-- TASK BRIEF --
Report every line in the listing below that contains the word "work", copying each one in full.

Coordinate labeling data
━━━━━━━━━━
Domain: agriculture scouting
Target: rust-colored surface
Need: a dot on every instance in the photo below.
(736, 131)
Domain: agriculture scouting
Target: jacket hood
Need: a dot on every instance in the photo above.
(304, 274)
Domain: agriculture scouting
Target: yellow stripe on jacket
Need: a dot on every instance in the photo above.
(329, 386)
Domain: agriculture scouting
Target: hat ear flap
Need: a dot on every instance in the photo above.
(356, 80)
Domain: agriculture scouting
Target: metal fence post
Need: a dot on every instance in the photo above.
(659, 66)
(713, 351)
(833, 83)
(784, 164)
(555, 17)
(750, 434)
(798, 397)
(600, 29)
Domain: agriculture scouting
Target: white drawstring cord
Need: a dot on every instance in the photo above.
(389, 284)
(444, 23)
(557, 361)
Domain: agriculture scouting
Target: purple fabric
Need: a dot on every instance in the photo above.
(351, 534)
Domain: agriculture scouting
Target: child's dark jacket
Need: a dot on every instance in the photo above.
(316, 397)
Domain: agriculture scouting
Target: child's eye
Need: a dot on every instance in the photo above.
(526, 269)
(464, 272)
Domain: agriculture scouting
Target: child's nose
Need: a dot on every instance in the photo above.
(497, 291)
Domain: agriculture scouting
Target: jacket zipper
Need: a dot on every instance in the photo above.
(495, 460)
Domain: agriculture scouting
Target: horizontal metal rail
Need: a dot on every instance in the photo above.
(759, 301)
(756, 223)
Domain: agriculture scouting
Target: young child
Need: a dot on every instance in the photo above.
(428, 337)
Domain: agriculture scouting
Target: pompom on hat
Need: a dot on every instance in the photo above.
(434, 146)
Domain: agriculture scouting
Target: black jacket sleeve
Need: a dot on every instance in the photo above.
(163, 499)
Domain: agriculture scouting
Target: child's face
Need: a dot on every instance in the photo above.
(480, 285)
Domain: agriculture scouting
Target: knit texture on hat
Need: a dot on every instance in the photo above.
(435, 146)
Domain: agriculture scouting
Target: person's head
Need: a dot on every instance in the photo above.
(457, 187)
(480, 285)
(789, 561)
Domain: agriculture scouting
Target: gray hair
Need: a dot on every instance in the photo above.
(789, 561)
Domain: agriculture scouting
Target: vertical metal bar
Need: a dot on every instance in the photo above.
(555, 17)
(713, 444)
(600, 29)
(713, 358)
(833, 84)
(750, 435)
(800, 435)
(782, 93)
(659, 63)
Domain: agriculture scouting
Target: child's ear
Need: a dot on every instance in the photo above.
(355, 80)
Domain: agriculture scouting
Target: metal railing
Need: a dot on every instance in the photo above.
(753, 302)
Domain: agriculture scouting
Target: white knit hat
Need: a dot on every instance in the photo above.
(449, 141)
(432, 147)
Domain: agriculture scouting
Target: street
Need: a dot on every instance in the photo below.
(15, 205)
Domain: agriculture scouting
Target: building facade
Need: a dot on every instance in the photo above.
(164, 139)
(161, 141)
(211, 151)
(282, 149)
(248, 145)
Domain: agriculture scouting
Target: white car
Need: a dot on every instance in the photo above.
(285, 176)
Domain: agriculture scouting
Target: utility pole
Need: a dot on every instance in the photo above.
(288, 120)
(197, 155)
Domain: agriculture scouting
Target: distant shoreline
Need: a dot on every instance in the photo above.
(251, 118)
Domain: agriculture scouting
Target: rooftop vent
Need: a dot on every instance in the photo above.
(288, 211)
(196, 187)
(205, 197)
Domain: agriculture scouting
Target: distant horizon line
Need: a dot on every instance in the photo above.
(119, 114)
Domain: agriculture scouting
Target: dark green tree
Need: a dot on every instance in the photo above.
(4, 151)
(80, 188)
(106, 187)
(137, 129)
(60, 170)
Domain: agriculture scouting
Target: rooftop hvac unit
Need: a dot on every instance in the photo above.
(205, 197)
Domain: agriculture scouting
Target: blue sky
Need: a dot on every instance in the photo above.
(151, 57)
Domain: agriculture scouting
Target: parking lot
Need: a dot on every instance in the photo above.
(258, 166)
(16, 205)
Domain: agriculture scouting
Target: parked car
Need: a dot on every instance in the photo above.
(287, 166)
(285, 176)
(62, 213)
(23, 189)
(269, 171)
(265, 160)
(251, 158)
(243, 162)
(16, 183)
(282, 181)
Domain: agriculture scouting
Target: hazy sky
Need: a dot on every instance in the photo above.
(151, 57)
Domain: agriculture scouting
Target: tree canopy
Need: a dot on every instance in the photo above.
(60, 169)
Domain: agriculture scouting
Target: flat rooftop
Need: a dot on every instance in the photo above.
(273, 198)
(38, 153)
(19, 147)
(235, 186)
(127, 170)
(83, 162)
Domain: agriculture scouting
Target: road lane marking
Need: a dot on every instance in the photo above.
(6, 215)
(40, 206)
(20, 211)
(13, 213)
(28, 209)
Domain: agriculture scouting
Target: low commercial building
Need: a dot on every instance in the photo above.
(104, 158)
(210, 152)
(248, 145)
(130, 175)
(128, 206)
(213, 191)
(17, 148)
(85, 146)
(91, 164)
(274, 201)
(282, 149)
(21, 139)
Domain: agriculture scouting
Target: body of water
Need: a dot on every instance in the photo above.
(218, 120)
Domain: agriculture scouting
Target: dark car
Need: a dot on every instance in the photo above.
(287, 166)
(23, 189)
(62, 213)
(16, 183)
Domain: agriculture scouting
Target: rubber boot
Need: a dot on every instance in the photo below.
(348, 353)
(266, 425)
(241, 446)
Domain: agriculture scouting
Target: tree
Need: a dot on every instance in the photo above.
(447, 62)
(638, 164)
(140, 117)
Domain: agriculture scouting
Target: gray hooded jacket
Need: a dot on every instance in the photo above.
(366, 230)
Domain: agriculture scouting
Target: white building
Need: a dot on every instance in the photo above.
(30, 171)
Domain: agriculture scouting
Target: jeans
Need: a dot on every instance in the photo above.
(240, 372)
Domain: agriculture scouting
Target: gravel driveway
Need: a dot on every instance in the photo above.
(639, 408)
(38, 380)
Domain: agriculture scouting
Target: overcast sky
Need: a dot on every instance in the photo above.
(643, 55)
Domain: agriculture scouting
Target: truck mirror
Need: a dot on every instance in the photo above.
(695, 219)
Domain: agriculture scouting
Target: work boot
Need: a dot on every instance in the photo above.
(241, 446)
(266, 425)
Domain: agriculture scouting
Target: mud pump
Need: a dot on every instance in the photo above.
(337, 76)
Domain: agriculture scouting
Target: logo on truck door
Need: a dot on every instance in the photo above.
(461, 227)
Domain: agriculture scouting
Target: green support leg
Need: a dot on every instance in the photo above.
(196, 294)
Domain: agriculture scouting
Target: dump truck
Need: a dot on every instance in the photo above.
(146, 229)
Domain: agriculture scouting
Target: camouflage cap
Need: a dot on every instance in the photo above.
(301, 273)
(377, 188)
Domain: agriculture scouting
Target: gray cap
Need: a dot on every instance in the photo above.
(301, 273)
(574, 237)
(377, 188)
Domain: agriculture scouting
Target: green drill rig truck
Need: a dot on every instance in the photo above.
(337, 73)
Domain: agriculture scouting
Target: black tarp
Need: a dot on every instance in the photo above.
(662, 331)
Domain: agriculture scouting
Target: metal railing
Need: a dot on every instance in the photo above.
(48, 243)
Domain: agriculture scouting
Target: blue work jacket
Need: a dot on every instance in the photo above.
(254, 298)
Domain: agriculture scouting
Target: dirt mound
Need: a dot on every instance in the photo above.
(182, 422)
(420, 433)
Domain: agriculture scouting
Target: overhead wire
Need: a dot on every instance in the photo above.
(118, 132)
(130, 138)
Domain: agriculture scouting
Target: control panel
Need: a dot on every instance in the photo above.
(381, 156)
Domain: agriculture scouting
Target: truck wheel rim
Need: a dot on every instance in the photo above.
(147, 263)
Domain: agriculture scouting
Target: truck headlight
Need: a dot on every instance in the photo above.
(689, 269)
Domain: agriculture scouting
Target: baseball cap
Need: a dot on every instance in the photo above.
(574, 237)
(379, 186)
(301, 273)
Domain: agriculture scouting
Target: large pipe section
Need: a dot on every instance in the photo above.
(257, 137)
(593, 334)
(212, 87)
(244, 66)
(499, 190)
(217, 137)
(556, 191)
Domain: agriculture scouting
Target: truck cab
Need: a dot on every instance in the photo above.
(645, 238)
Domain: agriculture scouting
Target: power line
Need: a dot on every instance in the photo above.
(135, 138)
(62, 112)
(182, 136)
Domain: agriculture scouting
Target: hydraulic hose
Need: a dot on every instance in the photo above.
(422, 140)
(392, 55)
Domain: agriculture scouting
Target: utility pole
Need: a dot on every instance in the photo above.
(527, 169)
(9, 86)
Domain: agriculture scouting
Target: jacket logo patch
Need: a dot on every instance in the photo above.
━━━━━━━━━━
-- ANSWER IN FULL --
Target: work boot
Target: blue work jacket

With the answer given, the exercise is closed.